▶ Required actions:
1. Update the piece on Stephenson Park by writing out the stretch from "COL: 5th & Littler" through "to the WPA." again with "WPA" replaced by "Works Progress Administration".
2. Answer these questions from the piece on Stephenson Park:
(a) Who owns the Grant Group?
(b) Which restaurant has committed to the bottom floor of the building planned for the corner of 5th and Broadway?
(c) How many units does the townhome project at 3rd and Littler have?
3. List every Grant Group building project that the piece on Stephenson Park describes, giving each one's location and size.

===== Excerpt provided

COL: 5th & Littler
There is a transformation taking place around Edmond’s small, unique Stephenson Park.
The city-owned park is a WPA (works progress administration)-constructed asset. The park is surrounded by other WPA-constructed projects, such as the State Armory and American Legion Hut. The park is bordered by a rustic stone containment wall and contains several unique bridges all thanks to the WPA.
The area surrounding the park is undergoing its most significant change since its WPA era construction.
Although separated by 2nd Street, this area on 5th Street is technically in the Downtown Edmond Downtown Urban District. Grant Group owners Casey Massegee and Chris Anderson have quietly been buying up many of the buildings and much of the land surrounding the park with the intention of creating a synergistic, urban, mixed-use, walkable area. I had the opportunity to sit down with Casey and learn of his vision for the area.
Casey expects to have approximately 100,000 square feet of mixed-use buildings around Stephenson Park with a mixture of retail, restaurant, multifamily residential, and office when complete.
On the corner of 5th and Broadway, the Grant Group has been approved to build a 6,000 square foot mixed-use building with a commitment for a Tucker’s restaurant on the bottom floor and office space on the second floor. The company has a 14-unit townhome project slated for the corner of 3rd and Littler, called Towns @ Stephenson Park.
The largest project is a 16,000 square foot mixed use building at 5th and Littler named Park17. According to Casey, “the catalysts are in place for a successful urban environment where you can truly live, work, and play. You have a public gathering place at the park, a grocery store, pharmacy, dry cleaner, and three of the best restaurants in the state.”
Casey recognizes the benefit of correct “tenant mix” and intends to bring tenants to an area that the City of Edmond residents want, but also ensure the tenants complement one another by attracting patrons at different times of the day. This appears to be the making of what we refer to, in our business, as “good density” and a valuable contribution to downtown Edmond.

==========
===== Recorded information

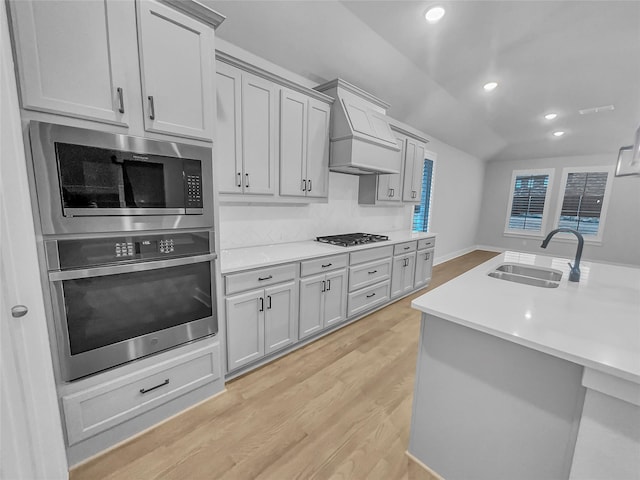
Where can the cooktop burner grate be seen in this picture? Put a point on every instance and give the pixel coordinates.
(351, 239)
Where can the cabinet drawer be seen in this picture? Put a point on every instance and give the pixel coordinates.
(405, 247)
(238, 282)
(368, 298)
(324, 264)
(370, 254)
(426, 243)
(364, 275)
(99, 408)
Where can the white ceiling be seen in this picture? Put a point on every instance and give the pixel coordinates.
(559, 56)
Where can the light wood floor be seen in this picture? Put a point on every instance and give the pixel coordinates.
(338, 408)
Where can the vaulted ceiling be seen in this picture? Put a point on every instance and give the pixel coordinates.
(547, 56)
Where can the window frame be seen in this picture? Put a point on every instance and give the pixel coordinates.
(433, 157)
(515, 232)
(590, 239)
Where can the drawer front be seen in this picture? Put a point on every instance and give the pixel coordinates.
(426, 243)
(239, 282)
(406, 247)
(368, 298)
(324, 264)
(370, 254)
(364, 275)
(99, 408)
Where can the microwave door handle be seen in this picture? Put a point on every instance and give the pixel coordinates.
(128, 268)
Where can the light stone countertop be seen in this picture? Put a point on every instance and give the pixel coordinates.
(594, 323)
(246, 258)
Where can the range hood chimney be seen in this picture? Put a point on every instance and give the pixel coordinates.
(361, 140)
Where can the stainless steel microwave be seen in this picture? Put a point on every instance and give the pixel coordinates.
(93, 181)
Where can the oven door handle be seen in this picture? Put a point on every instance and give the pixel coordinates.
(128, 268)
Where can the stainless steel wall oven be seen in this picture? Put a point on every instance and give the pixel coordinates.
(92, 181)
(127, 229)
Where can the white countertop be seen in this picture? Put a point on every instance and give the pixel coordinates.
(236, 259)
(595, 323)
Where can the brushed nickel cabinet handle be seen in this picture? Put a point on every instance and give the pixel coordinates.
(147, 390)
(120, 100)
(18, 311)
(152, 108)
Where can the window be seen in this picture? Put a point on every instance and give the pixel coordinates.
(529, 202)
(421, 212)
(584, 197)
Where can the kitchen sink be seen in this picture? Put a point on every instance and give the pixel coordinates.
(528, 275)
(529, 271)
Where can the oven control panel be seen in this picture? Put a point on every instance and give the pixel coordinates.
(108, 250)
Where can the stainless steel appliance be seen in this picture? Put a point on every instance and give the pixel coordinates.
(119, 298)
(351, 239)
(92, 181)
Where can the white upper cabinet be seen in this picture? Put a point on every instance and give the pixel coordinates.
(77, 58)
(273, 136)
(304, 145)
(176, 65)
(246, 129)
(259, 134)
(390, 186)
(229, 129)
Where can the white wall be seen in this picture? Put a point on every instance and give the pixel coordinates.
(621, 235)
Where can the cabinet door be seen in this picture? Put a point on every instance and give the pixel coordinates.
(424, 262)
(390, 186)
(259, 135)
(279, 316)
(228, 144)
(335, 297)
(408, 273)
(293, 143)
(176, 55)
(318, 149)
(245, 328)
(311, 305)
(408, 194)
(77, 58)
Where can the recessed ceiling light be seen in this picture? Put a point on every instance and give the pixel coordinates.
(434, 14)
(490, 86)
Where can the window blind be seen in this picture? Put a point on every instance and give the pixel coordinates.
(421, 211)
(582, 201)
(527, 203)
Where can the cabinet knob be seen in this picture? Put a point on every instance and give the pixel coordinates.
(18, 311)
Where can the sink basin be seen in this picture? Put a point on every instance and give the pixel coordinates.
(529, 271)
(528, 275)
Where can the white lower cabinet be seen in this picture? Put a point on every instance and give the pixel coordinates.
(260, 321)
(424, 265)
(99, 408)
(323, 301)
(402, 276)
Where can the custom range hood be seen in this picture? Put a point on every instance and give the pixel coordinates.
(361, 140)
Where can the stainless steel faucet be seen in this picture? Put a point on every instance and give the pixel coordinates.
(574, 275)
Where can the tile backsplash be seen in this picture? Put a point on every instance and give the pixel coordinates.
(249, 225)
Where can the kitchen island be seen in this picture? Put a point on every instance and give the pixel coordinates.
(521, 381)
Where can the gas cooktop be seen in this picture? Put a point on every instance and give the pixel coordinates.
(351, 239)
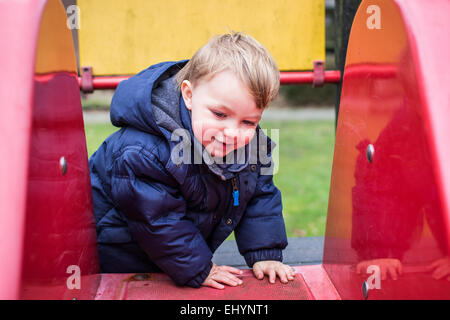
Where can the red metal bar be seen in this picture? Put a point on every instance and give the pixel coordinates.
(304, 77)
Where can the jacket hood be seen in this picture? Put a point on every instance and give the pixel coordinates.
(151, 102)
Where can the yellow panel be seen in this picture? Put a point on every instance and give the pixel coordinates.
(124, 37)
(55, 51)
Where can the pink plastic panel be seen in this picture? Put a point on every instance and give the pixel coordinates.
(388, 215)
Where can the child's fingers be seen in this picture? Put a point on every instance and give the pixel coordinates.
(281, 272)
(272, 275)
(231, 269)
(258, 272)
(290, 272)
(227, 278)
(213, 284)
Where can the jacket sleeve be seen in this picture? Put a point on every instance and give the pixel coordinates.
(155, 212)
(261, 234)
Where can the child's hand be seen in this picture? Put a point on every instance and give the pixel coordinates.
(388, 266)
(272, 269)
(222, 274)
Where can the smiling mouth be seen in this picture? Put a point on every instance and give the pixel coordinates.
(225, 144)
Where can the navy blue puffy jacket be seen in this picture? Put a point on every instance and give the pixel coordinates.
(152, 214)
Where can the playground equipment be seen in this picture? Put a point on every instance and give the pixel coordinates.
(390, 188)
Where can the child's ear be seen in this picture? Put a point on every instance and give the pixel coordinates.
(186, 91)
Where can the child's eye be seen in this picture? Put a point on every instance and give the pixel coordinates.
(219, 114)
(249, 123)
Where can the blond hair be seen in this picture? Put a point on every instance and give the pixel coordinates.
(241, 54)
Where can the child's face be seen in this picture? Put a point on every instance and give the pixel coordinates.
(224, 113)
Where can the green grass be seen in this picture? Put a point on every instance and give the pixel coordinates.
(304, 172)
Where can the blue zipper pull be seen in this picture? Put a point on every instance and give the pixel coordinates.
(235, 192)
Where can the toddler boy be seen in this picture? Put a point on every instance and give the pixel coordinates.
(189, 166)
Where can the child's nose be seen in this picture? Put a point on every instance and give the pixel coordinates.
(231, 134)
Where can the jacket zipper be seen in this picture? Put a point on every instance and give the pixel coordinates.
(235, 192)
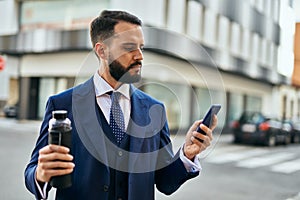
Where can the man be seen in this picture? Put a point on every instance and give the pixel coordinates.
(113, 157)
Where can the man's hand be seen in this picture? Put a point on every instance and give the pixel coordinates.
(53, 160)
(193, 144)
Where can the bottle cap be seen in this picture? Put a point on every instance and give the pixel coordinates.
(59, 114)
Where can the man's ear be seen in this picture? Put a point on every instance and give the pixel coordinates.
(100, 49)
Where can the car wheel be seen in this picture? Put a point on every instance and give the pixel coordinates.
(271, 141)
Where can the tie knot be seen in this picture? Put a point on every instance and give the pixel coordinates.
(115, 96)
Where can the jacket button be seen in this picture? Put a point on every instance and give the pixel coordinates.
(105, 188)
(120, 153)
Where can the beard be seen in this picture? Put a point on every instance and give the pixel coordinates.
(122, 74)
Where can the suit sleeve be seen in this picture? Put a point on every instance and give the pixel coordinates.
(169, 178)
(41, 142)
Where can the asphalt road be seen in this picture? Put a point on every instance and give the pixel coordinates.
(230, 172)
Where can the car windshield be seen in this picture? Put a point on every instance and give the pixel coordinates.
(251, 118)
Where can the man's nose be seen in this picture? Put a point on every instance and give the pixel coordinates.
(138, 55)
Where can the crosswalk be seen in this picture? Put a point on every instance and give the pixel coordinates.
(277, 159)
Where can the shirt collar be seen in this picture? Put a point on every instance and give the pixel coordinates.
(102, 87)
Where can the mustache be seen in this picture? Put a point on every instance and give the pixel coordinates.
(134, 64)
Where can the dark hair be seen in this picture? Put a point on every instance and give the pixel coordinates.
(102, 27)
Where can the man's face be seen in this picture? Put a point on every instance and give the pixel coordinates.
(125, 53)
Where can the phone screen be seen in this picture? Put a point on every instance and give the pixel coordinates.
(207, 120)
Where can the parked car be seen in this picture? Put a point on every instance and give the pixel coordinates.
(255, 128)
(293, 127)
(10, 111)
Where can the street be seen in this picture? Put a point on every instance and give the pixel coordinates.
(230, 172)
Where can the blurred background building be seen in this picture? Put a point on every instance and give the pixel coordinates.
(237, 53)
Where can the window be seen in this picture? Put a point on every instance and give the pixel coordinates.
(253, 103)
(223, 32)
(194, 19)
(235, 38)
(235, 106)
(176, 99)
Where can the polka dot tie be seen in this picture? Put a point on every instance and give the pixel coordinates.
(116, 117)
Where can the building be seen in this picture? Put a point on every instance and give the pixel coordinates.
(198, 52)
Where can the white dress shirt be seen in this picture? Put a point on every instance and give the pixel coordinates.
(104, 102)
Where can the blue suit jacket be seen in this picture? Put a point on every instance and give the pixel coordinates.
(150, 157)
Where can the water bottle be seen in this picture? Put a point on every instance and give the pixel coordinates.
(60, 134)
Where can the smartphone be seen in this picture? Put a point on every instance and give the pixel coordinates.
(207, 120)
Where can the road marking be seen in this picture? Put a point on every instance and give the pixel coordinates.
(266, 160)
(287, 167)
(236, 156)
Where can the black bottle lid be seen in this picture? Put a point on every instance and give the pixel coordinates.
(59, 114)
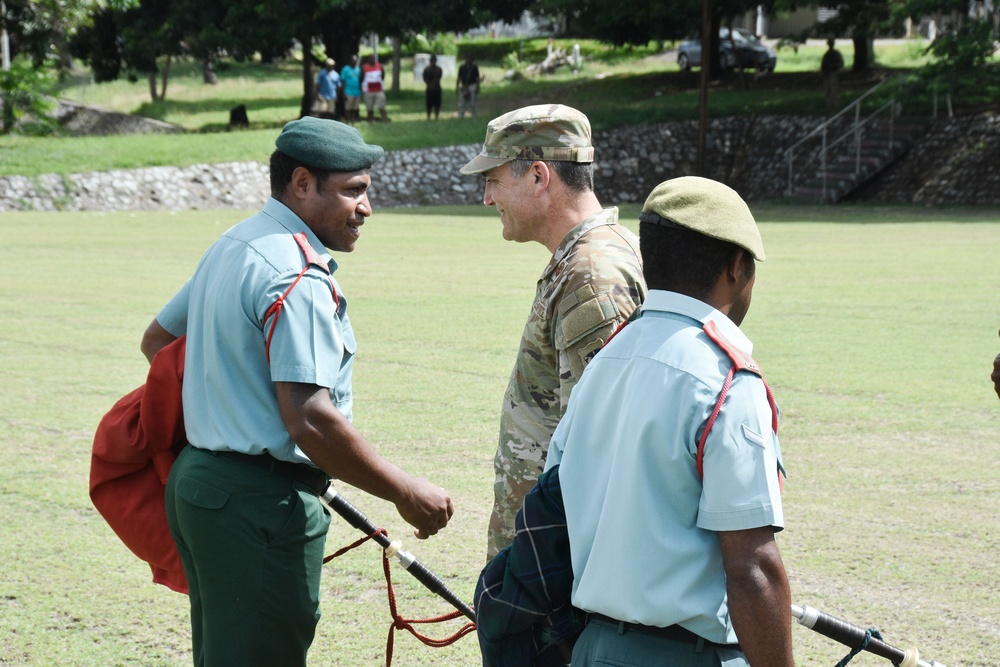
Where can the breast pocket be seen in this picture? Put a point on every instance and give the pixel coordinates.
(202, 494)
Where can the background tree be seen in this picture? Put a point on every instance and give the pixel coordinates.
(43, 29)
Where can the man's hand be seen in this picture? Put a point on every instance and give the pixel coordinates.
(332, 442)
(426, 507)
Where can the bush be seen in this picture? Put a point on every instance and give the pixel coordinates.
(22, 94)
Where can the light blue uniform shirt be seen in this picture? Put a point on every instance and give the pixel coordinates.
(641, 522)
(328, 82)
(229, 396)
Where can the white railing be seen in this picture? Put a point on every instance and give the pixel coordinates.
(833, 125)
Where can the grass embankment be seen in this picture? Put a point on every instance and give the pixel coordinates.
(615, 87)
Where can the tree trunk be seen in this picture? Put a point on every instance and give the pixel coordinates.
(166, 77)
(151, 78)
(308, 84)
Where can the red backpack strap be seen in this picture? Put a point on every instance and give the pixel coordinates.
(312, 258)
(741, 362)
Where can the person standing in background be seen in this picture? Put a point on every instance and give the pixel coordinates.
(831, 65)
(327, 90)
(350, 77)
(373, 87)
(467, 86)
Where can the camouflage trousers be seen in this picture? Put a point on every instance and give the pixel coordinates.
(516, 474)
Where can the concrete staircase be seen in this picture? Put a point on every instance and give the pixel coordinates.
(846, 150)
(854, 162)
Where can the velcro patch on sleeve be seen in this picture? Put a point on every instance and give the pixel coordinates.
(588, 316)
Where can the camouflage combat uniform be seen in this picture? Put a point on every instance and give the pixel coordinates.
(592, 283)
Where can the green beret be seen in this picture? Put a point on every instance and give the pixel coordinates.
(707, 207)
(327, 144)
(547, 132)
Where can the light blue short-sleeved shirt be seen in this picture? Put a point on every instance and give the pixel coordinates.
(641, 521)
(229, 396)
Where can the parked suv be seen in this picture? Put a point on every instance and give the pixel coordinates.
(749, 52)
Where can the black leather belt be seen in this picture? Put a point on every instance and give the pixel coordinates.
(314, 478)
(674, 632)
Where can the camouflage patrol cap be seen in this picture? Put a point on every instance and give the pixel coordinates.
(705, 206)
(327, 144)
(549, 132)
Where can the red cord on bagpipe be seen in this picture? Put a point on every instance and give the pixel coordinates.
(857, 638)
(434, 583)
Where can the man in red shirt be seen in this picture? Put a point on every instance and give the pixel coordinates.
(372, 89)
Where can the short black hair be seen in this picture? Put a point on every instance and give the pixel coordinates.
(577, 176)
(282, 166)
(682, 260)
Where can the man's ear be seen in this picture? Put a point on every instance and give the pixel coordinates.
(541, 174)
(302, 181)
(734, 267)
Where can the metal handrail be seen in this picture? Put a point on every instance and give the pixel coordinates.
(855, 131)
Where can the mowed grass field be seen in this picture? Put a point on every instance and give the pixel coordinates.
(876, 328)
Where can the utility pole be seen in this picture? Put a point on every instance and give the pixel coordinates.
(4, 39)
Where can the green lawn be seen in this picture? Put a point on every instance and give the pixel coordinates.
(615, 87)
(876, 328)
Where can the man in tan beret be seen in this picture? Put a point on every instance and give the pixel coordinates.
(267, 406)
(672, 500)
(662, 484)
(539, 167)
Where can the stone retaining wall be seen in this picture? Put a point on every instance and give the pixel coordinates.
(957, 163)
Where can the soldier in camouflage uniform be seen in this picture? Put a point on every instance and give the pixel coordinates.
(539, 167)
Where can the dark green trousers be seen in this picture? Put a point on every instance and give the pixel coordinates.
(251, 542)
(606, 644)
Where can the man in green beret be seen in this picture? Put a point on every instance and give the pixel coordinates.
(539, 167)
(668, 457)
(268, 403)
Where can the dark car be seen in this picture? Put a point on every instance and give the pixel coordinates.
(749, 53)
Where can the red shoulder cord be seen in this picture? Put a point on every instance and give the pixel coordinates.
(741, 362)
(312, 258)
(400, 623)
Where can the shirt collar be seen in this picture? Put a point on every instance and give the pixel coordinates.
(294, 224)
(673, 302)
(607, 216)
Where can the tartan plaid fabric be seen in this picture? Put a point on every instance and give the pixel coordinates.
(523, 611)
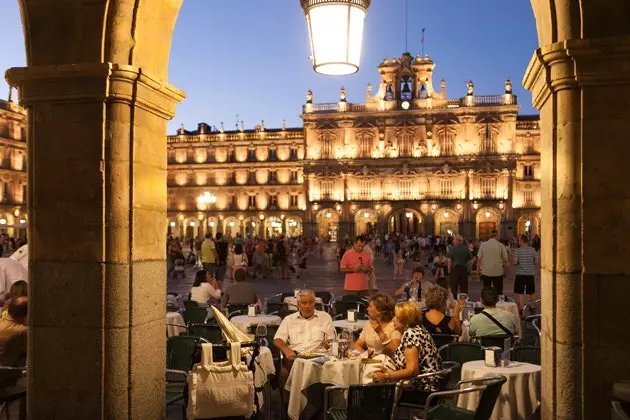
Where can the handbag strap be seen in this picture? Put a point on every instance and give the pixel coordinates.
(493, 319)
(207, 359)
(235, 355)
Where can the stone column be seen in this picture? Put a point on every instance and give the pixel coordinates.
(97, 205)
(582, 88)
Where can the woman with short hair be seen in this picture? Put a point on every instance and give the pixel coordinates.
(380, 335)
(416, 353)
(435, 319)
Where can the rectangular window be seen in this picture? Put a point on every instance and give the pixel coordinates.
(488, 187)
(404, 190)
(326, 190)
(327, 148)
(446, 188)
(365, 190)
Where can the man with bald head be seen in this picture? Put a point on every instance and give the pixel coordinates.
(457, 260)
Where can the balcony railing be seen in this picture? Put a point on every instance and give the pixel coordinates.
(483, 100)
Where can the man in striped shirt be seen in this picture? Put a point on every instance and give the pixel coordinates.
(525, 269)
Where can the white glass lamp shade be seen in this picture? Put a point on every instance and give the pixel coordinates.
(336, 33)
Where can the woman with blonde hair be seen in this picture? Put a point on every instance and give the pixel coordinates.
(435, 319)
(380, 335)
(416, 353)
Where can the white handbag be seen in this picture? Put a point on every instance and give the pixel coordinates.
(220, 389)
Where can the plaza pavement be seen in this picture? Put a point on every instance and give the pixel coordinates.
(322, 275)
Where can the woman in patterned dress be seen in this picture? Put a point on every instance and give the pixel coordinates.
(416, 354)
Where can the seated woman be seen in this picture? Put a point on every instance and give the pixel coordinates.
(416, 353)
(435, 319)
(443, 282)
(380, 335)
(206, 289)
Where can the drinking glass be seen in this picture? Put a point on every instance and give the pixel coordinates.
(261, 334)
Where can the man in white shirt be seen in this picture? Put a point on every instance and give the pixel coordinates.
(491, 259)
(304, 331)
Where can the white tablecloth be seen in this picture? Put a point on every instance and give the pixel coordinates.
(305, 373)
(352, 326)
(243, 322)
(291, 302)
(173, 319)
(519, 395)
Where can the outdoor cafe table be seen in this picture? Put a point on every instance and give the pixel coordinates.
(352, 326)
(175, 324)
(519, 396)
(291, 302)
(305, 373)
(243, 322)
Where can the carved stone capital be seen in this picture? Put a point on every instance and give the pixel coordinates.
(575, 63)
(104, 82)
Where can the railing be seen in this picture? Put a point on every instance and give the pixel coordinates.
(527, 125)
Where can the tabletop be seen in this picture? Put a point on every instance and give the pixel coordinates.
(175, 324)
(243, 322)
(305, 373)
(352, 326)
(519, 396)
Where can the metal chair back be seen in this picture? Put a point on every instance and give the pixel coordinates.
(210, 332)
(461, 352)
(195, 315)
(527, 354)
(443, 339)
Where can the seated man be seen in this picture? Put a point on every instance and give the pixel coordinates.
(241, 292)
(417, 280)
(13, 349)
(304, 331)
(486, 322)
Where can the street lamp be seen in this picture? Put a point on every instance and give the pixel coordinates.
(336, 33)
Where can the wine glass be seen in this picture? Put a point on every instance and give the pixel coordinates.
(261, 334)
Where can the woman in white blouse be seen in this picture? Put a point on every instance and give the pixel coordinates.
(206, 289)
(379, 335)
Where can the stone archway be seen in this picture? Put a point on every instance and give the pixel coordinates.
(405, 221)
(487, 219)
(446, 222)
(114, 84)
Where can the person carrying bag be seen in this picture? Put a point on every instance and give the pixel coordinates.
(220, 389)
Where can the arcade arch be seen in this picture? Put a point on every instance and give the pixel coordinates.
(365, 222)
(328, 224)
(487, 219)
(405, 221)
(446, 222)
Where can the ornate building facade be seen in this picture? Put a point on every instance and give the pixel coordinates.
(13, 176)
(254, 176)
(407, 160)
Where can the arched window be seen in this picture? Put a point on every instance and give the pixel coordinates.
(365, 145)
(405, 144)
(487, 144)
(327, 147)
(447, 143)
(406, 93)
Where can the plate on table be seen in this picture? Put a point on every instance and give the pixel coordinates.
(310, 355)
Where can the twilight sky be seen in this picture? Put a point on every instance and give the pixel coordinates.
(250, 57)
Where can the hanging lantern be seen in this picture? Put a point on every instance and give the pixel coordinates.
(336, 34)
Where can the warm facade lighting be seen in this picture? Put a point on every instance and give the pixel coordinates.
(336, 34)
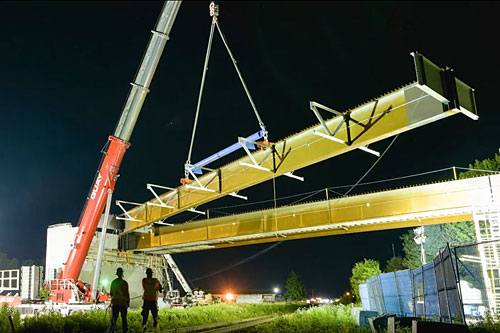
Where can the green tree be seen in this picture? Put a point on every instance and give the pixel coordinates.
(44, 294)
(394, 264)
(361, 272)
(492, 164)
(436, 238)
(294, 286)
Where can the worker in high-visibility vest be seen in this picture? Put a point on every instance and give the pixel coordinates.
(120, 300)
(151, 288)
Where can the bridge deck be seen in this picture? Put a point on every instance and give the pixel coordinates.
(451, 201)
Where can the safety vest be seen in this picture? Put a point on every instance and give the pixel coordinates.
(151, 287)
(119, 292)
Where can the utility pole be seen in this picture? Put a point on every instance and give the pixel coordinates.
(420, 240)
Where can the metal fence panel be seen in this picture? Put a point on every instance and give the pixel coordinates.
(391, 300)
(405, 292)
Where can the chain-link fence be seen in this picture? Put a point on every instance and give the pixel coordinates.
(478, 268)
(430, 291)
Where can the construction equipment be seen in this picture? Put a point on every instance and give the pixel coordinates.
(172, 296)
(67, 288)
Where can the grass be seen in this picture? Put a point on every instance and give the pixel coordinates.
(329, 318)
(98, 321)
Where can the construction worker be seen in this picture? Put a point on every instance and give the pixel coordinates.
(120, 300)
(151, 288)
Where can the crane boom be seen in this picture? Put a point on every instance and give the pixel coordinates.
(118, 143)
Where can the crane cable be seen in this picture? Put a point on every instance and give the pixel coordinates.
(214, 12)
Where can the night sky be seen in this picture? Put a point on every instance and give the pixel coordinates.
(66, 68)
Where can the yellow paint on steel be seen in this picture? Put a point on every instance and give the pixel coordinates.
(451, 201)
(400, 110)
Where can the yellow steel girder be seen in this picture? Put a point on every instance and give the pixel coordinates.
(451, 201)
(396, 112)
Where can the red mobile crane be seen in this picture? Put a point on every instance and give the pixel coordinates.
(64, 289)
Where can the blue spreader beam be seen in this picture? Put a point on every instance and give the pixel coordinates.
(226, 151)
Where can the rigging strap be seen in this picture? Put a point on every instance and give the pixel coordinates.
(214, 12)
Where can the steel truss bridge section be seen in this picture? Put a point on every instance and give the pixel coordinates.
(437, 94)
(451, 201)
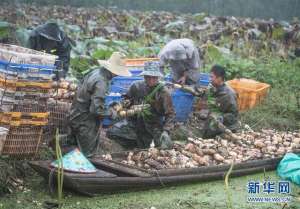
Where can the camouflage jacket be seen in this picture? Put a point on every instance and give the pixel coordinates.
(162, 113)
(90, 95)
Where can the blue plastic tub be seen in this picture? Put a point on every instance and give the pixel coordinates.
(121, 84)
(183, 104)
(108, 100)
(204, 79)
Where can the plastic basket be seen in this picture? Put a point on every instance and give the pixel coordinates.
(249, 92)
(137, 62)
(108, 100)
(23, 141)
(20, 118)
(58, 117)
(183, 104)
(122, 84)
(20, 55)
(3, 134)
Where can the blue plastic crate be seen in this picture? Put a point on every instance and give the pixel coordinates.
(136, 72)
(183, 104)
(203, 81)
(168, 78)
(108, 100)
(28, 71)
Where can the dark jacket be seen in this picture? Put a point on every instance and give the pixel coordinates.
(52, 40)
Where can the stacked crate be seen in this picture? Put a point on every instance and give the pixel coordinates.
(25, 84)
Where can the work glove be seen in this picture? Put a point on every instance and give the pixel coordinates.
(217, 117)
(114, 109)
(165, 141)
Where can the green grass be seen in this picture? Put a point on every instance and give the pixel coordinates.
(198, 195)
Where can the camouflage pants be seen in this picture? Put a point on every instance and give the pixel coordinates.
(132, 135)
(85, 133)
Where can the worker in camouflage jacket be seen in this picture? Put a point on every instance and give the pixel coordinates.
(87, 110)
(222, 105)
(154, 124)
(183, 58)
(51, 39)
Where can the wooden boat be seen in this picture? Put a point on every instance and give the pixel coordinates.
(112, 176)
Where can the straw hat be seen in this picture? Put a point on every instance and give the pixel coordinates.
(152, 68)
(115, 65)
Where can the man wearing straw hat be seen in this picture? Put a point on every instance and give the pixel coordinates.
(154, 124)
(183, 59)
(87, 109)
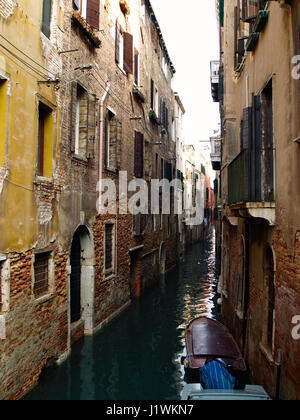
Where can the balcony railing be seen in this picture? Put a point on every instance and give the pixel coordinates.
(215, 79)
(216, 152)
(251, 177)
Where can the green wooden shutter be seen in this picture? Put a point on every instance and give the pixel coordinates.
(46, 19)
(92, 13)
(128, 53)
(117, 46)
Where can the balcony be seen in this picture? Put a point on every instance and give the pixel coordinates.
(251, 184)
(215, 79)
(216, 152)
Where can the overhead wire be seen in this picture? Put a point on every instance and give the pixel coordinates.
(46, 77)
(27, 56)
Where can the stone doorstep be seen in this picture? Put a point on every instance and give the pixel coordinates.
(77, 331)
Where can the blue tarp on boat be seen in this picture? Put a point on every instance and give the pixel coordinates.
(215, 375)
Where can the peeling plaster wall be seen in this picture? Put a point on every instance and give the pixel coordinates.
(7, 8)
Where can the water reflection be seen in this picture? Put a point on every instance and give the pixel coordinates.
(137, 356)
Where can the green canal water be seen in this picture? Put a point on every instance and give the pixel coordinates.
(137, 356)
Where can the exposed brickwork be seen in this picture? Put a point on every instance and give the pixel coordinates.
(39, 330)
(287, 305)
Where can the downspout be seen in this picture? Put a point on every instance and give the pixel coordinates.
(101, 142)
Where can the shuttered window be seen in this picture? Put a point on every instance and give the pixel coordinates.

==========

▶ Responses to the tasks:
1.
COL: 5th & Littler
There is a transformation taking place around Edmond’s small, unique Stephenson Park.
The city-owned park is a Works Progress Administration (works progress administration)-constructed asset. The park is surrounded by other Works Progress Administration-constructed projects, such as the State Armory and American Legion Hut. The park is bordered by a rustic stone containment wall and contains several unique bridges all thanks to the Works Progress Administration.

2.
(a) Casey Massegee and Chris Anderson
(b) Tucker's
(c) 14

3.
- A 6,000 square foot mixed-use building at the corner of 5th and Broadway
- Towns @ Stephenson Park, a 14-unit townhome project at the corner of 3rd and Littler
- Park17, a 16,000 square foot mixed-use building at 5th and Littler